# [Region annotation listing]
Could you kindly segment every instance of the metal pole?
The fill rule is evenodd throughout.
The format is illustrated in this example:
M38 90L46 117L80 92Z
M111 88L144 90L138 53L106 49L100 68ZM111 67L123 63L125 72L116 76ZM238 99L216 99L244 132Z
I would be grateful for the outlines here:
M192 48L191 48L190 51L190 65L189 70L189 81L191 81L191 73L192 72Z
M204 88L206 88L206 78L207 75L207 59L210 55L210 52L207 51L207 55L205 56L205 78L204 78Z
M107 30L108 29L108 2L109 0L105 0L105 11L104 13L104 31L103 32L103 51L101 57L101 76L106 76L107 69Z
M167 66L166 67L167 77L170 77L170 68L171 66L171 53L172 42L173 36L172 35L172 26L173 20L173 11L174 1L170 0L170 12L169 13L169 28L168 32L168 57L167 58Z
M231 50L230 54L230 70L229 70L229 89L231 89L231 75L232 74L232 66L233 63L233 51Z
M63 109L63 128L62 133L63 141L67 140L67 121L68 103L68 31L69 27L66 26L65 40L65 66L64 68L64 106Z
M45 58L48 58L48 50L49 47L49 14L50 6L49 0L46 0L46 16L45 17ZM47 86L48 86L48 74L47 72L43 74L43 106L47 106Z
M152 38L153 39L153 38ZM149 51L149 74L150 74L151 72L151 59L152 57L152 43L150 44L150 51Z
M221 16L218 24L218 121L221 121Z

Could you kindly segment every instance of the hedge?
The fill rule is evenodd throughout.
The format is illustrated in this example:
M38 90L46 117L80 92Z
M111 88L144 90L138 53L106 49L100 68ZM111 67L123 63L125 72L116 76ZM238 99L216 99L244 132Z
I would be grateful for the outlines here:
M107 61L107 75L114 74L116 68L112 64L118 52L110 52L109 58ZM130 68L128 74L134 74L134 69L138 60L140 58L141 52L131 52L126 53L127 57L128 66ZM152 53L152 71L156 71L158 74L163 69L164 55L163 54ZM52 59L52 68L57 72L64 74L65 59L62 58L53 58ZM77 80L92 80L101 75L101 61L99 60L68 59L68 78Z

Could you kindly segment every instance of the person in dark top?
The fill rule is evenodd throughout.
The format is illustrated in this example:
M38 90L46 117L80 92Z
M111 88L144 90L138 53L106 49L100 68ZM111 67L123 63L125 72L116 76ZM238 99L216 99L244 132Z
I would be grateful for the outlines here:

# [Required work]
Please write out the listing again, starting at the line that has "Could you kindly segment every instance of the person" and stopping after its final line, with "evenodd" replaced by "nonzero" and nothing else altered.

# [Written solution]
Could you kindly segment every instance of the person in dark top?
The fill rule is nonzero throughout.
The format is illustrated in this example:
M38 90L46 117L80 92Z
M111 88L144 90L138 53L106 49L100 68ZM111 67L123 63L125 72L116 76ZM238 99L216 99L244 132Z
I would be grateful for the outlines here:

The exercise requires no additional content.